• Testo fornito

^^^^

Mi piace guardare alla vita come a un semplice passaggio: non qualcosa che si esaurisce nella materia o nel tempo, ma un’esperienza che ci prepara a un livello d’esistenza più profondo.
Non possiamo affermare con certezza cosa ci sia oltre, ma possiamo vivere come se tutto ciò che facciamo adesso avesse un significato che continua.
Ogni azione, ogni scelta, ogni sofferenza può essere una piccola lezione per l’anima, una tappa di un percorso che non si ferma con la fine del corpo.
Vivere in questa prospettiva cambia tutto.
Non si vive più solo per accumulare esperienze, successi o ricordi, ma per crescere.
Crescere non nel senso di apparire più forti o più saggi agli occhi del mondo, ma di maturare interiormente, imparando ad abitare la vita con più presenza, serenità e amore.
La vita non come possesso, ma come preparazione: un campo da coltivare, dove ogni gesto ha un peso invisibile che ci plasma e ci accompagna oltre ciò che vediamo.
Da quando ho dato più spazio alla meditazione, alla lettura e all’ascolto silenzioso, ho cominciato a viaggiare tra i testi di filosofia stoica, una scuola che affascina la mia mente e nutre il mio spirito.
Principi che non promettono felicità immediata né illusioni di controllo, ma offrono un orientamento per distinguere ciò che dipende da noi da ciò che non dipende da noi.
Insegnano a non fuggire dagli eventi, ma ad affrontarli con fermezza, riconoscendo che non sono le cose a turbarci, bensì i giudizi che diamo su di esse.
È una filosofia che addestra il cuore alla pace e la mente alla lucidità.
Il suo insegnamento più grande è che la libertà non nasce dal potere, ma dal distacco: dalla capacità di accettare ciò che è, senza smettere di cercare il bene.
Accanto a questa disciplina dell’anima, rimane viva in me la voce della fede cristiana, che porta una luce diversa: quella dell’amore.
Un contrasto non ruvido, ma deciso, che trova oggi una forma più chiara nella mia vita.
Dove lo stoicismo insegue la serenità attraverso la ragione, la fede la trova nel donarsi agli altri senza pretendere nulla in cambio.
La fede insegna che non basta dominarsi per essere liberi: bisogna amare.
Non si tratta solo di sopportare il destino, ma di trasformarlo in un atto di fiducia, consegnandosi alla vita come a qualcosa di buono, anche quando non lo sembra.
Dove lo stoicismo parla di equilibrio, la Parola parla di abbandono.
Dove il filosofo cerca la virtù, il credente cerca la grazia.
E nel profondo credo che queste due vie non si escludano, ma si completino.
Ieri, nel freddo dei colli piemontesi, ho incontrato un religioso: un padre anziano, dal volto solcato da rughe profonde. Avvolto nella sua tunica, si proteggeva dal gelo e dall’umidità.
È stato un incontro casuale, ma denso di significato, reso particolare da un’intesa immediata, nata dal primo sguardo.
Abbiamo condiviso una lunga conversazione sui suoi pensieri, raccolti in un memoriale di cui poi mi ha donato una copia.

^^^^

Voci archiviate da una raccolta

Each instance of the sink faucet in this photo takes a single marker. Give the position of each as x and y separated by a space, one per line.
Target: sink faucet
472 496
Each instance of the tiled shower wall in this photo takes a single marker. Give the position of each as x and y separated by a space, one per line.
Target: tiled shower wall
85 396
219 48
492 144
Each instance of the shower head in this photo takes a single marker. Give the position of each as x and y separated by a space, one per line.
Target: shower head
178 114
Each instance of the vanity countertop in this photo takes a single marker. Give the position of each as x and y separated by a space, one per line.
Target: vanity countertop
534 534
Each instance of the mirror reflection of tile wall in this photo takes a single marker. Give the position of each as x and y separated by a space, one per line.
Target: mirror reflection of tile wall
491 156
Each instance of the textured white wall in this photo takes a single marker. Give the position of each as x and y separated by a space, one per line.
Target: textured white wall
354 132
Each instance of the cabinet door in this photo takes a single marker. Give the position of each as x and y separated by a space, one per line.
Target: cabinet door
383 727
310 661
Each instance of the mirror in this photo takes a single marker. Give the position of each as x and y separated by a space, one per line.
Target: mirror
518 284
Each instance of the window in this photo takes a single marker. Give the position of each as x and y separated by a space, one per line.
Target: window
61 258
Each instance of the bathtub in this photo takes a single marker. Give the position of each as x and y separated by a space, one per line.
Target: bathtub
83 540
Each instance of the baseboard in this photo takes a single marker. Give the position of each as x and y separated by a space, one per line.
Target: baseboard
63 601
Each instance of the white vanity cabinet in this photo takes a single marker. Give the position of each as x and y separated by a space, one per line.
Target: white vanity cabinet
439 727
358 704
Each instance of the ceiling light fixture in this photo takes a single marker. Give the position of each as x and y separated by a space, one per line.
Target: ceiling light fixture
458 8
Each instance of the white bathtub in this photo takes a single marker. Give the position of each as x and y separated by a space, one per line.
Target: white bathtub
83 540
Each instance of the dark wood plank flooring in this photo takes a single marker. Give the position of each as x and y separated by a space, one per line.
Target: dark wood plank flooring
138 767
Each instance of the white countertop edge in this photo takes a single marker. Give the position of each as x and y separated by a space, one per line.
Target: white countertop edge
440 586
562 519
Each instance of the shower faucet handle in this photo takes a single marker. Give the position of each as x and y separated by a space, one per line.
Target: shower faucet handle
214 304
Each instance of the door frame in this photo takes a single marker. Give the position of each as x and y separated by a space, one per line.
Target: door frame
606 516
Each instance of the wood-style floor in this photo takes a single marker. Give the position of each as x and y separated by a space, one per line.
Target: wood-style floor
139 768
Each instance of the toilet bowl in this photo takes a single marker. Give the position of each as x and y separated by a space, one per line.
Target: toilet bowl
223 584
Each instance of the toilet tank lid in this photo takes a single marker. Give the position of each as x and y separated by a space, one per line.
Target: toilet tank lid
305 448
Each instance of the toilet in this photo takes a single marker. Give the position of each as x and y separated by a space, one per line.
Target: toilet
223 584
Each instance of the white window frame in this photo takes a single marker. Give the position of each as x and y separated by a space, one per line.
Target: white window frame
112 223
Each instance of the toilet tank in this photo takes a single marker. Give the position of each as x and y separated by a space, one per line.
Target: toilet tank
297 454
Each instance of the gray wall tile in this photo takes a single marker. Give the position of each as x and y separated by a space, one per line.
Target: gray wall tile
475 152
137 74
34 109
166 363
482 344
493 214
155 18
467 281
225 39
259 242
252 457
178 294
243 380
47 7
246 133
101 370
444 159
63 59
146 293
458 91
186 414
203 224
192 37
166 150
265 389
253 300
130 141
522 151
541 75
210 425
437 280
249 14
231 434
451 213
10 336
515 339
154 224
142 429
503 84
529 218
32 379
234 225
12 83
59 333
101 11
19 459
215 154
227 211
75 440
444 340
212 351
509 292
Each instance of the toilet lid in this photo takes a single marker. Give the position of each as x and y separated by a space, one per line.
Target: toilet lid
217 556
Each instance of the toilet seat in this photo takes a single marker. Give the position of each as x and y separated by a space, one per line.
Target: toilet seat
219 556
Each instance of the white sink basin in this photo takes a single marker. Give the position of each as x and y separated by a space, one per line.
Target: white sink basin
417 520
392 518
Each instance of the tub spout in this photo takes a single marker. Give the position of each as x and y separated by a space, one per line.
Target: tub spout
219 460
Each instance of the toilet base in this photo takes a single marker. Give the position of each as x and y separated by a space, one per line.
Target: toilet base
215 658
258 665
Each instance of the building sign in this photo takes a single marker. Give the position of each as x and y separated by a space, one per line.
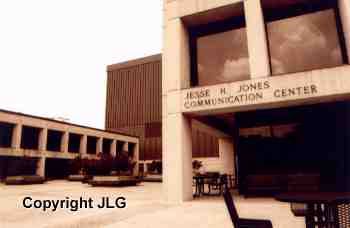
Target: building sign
251 93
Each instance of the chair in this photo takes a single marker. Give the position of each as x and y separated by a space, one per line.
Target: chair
319 215
219 184
240 222
342 214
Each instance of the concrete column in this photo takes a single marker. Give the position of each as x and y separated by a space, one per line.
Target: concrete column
136 159
344 8
176 57
113 151
83 145
16 136
257 42
43 139
99 145
40 168
177 163
145 168
126 146
226 151
65 142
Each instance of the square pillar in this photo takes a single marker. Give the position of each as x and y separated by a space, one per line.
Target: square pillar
259 60
43 139
99 145
83 145
136 159
113 151
344 9
177 159
227 158
64 142
126 147
16 136
40 168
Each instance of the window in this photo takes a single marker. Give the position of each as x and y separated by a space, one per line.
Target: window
304 37
219 51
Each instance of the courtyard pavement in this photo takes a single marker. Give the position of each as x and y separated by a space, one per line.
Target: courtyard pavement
145 209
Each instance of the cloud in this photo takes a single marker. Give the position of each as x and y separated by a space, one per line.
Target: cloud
235 68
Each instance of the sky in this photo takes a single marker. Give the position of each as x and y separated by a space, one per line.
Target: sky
54 53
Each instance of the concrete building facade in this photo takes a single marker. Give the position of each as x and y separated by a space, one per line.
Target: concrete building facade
44 140
267 79
134 106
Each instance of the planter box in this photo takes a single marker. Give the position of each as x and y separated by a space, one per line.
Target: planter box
76 177
24 180
152 178
114 181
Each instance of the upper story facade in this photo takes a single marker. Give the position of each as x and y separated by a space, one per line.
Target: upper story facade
235 55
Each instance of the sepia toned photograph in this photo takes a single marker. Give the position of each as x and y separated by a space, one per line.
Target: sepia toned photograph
175 113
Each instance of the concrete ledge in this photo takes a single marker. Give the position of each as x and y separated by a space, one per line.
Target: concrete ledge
153 178
24 180
114 181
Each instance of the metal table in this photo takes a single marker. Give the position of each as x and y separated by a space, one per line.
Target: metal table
321 206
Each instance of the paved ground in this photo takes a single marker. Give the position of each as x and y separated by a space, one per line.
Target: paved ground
144 209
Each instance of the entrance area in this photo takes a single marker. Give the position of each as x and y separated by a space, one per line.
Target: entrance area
303 148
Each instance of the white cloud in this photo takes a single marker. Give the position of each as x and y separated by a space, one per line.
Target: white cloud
238 68
54 53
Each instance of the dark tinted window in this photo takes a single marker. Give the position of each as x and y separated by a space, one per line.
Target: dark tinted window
222 57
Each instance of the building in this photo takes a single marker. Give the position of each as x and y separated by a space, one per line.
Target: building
134 106
278 70
35 145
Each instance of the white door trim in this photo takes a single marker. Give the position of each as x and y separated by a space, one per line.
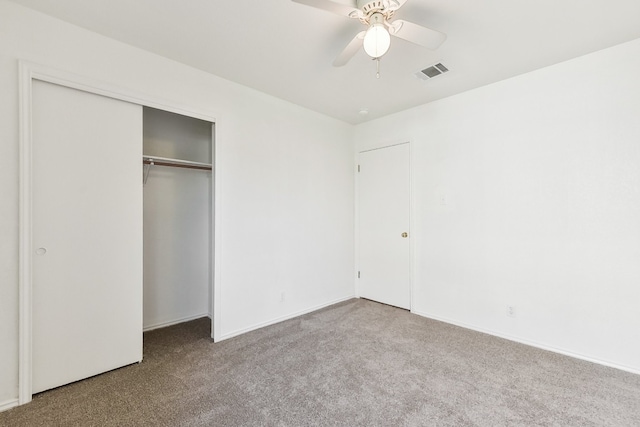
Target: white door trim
412 224
28 72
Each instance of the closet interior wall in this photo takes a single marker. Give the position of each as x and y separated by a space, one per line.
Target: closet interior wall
177 220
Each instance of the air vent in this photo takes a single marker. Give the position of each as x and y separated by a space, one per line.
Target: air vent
431 72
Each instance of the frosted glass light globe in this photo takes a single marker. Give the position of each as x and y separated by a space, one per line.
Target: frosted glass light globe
376 40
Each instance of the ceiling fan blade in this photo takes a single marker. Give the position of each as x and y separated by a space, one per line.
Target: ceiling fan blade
351 49
344 8
395 4
414 33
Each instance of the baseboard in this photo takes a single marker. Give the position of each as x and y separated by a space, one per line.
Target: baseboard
283 318
8 404
531 343
174 322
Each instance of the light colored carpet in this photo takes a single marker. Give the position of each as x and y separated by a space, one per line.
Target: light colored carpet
357 363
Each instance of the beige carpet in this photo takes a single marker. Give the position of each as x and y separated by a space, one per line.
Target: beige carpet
357 363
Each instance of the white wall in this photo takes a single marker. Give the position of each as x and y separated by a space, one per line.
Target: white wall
285 178
541 174
177 221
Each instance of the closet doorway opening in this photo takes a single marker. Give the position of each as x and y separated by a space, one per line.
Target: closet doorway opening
177 218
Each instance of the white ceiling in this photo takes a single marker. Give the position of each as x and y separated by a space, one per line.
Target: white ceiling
286 49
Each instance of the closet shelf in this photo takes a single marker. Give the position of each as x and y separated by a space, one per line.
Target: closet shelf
165 161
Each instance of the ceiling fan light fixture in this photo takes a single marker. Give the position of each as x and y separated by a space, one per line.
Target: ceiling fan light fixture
377 39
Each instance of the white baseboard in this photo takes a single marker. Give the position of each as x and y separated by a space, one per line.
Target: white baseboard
536 344
174 322
8 404
282 319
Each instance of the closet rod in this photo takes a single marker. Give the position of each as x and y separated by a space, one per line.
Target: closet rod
164 161
175 165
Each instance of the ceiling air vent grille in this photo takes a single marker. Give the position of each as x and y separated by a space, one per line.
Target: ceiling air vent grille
431 72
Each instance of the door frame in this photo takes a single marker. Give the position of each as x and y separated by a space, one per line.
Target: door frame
412 229
27 73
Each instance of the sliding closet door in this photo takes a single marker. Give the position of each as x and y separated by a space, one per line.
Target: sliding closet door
87 234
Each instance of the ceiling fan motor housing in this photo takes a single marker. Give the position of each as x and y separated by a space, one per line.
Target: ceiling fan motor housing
369 7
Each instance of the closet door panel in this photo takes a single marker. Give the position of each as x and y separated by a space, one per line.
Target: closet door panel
87 234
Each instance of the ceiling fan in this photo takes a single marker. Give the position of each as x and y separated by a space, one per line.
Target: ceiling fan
376 15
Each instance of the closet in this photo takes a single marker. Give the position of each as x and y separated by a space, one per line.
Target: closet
177 218
118 238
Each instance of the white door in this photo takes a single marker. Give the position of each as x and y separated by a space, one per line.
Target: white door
383 211
86 236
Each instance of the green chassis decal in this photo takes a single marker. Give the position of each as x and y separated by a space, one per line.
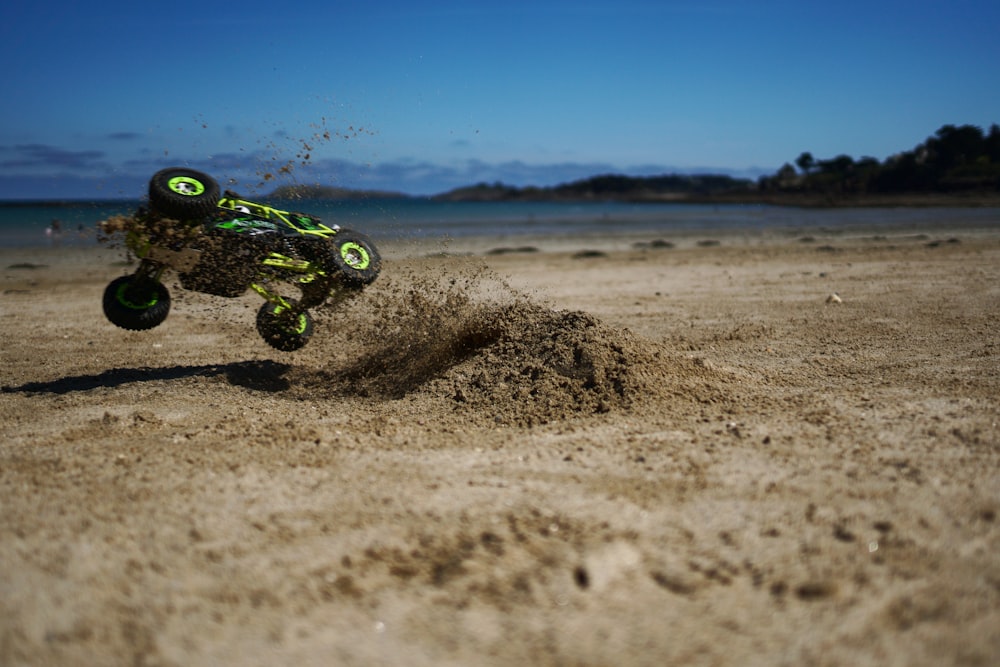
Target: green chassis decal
240 225
120 296
356 256
187 186
301 222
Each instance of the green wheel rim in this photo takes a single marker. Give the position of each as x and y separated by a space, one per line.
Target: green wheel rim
355 256
123 299
185 185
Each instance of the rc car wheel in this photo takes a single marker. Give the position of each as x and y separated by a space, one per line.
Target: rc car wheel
136 304
183 194
355 259
283 330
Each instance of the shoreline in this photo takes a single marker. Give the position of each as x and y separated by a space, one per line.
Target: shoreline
542 457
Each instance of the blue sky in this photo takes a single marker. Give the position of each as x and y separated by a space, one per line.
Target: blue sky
423 97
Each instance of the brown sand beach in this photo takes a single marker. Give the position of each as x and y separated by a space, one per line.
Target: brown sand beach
682 451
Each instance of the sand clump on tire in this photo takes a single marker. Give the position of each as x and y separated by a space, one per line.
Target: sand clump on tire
492 354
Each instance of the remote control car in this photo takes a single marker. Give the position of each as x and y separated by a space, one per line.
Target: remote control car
224 245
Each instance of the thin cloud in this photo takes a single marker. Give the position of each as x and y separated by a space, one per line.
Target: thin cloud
42 156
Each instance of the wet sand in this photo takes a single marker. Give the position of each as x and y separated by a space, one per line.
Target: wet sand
563 452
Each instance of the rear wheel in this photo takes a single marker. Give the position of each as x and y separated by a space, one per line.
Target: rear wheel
282 327
136 304
183 194
355 259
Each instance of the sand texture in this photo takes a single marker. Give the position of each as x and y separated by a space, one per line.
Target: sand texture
686 452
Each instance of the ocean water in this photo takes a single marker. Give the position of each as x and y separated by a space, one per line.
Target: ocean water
26 225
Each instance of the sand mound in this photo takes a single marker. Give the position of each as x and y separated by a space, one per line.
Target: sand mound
489 352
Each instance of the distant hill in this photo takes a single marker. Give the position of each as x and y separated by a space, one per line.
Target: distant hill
294 192
609 187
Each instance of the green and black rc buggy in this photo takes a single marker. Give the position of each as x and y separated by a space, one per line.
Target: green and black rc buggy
223 245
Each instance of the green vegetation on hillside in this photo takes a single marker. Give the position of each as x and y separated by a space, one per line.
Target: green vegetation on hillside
960 159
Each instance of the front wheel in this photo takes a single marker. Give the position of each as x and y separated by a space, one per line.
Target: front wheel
136 304
282 328
183 194
355 259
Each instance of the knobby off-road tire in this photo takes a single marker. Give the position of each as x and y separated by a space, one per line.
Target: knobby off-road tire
183 194
136 304
283 330
354 258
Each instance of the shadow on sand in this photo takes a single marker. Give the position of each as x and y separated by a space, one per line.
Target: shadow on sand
258 375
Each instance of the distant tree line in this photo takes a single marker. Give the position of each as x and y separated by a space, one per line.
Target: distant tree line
956 159
608 187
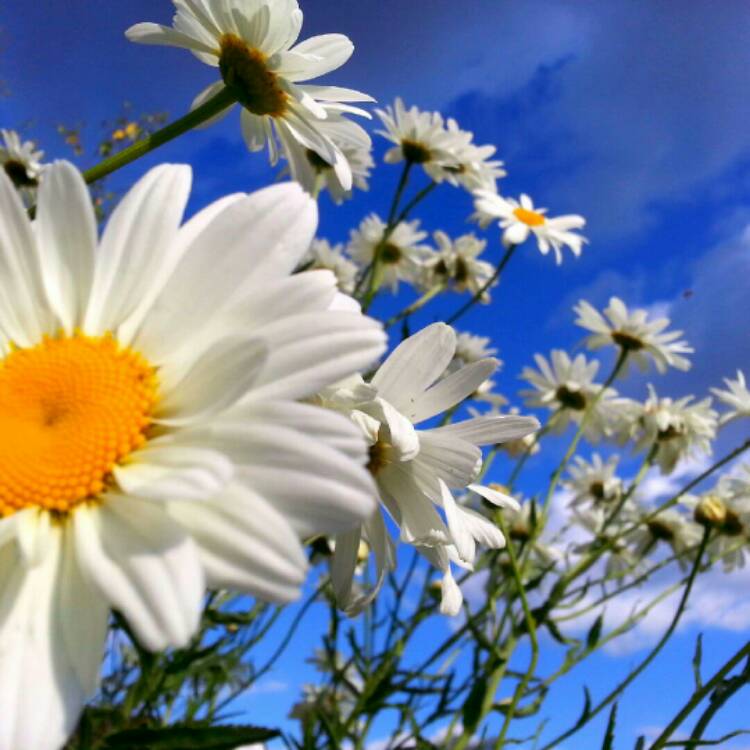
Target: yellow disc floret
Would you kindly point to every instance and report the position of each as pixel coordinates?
(70, 409)
(530, 218)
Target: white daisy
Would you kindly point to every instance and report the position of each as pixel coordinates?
(402, 255)
(252, 42)
(566, 387)
(518, 219)
(21, 160)
(678, 428)
(737, 398)
(314, 173)
(419, 138)
(594, 482)
(455, 263)
(634, 333)
(416, 469)
(151, 442)
(323, 255)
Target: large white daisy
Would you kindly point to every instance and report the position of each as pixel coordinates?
(252, 42)
(151, 439)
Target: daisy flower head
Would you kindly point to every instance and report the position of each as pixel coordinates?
(416, 469)
(402, 254)
(594, 482)
(566, 387)
(642, 339)
(455, 263)
(323, 255)
(253, 44)
(674, 428)
(152, 439)
(20, 160)
(737, 397)
(519, 219)
(418, 137)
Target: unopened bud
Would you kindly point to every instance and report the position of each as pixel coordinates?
(711, 512)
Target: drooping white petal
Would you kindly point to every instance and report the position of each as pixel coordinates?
(415, 365)
(66, 232)
(144, 565)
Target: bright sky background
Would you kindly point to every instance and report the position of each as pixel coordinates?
(632, 114)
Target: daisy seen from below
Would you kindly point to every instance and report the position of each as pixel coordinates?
(519, 219)
(152, 439)
(416, 469)
(737, 397)
(566, 387)
(20, 160)
(674, 428)
(402, 255)
(643, 340)
(456, 264)
(253, 44)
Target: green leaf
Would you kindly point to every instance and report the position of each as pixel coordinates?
(595, 632)
(609, 736)
(189, 738)
(472, 708)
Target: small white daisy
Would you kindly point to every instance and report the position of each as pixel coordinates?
(323, 255)
(634, 333)
(21, 160)
(566, 387)
(519, 219)
(152, 442)
(415, 469)
(455, 263)
(402, 256)
(737, 398)
(252, 42)
(678, 428)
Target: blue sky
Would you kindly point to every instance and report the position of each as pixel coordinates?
(632, 114)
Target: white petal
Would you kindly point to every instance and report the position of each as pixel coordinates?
(490, 430)
(315, 57)
(259, 237)
(24, 312)
(415, 365)
(66, 232)
(219, 378)
(144, 565)
(134, 245)
(451, 390)
(174, 472)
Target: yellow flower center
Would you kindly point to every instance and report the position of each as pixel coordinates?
(246, 74)
(70, 409)
(530, 218)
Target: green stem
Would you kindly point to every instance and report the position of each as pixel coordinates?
(487, 284)
(699, 695)
(615, 693)
(206, 111)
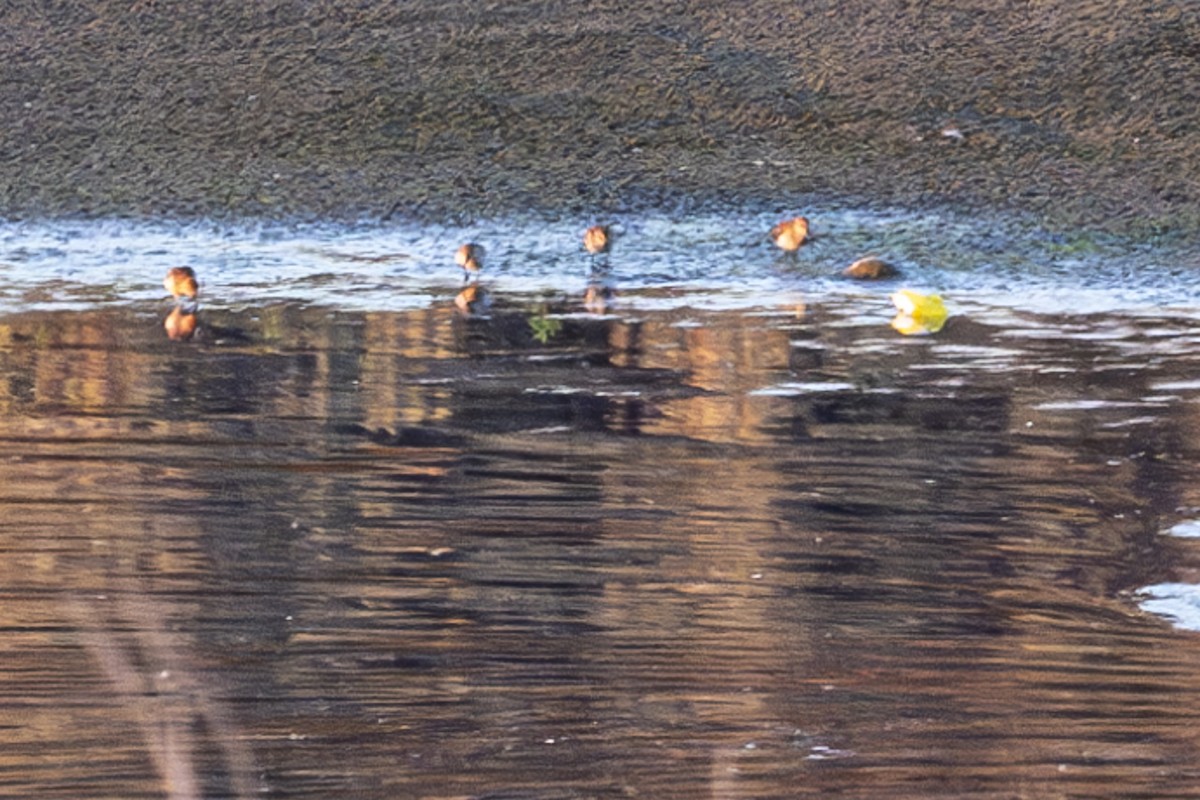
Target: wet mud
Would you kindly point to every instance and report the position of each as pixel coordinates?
(1077, 113)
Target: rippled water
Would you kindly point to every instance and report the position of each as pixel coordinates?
(732, 537)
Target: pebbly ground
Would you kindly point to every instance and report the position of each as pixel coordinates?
(1078, 113)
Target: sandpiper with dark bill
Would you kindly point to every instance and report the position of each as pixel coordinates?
(870, 269)
(598, 240)
(790, 234)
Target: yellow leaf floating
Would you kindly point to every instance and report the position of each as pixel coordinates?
(919, 313)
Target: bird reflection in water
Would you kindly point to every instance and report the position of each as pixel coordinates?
(599, 295)
(181, 323)
(473, 300)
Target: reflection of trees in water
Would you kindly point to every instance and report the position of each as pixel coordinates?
(700, 583)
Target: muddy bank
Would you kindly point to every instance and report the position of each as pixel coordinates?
(1083, 113)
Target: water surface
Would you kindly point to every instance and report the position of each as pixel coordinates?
(731, 536)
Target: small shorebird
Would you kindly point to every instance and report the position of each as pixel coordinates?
(870, 269)
(598, 239)
(790, 234)
(180, 282)
(471, 258)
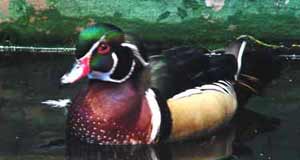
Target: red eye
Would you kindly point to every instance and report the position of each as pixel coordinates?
(103, 49)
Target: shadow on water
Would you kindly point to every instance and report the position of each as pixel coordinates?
(30, 130)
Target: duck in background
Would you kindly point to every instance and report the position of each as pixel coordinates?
(132, 99)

^^^^

• Compiti ed esercizi
(1) Per ciascuna affermazione indica se concorda con il testo sullo stoicismo e la fede, rispondendo sì o no e citando alla lettera le parole del testo che lo stabiliscono: (a) lo stoicismo promette una felicità immediata; (b) non sono le cose a turbarci, ma i giudizi che diamo su di esse; (c) l'incontro con il religioso è avvenuto nel freddo dei colli piemontesi.
(2) Prosegui il testo sullo stoicismo e la fede a partire dalla sua ultima frase.

• Risposte in ordine
(1)
(a) No: «Principi che non promettono felicità immediata né illusioni di controllo».
(b) Sì: «non sono le cose a turbarci, bensì i giudizi che diamo su di esse».
(c) Sì: «Ieri, nel freddo dei colli piemontesi, ho incontrato un religioso».

(2)
Camminando tra i sentieri che circondano la chiesa e il convento, abbiamo parlato con piacere e rispetto reciproco: parole scelte, ponderate, sincere.
Abbiamo letto insieme anche alcune mie riflessioni, salvate nel mio piccolo archivio digitale, che fluttua nella rete in attesa della prossima increspatura del pensiero che la mia mente inquieta partorirà.
«Ogni riflessione sulla vita nasce dal mistero della morte.»
Quando il corpo si spegne e l’“io” sembra tacere, rimane in noi una domanda che non si lascia zittire: davvero tutto finisce qui?
Sosteneva, con voce calma e sicura, che anche chi non crede avverte che la vita non può ridursi a un semplice passaggio verso il nulla; in noi esiste qualcosa che tende a durare, a oltrepassare il confine del corpo.
Non è solo una speranza antica o un’idea fragile che resiste all’evidenza della fine, ma una tensione viva: tra il limite della carne e il desiderio d’infinito prende corpo il vero valore del nostro cammino.
È questa tensione che ci spinge a cercare un senso più profondo, a intuire che ogni respiro, ogni dolore, ogni atto d’amore ha un significato che non si esaurisce nel tempo.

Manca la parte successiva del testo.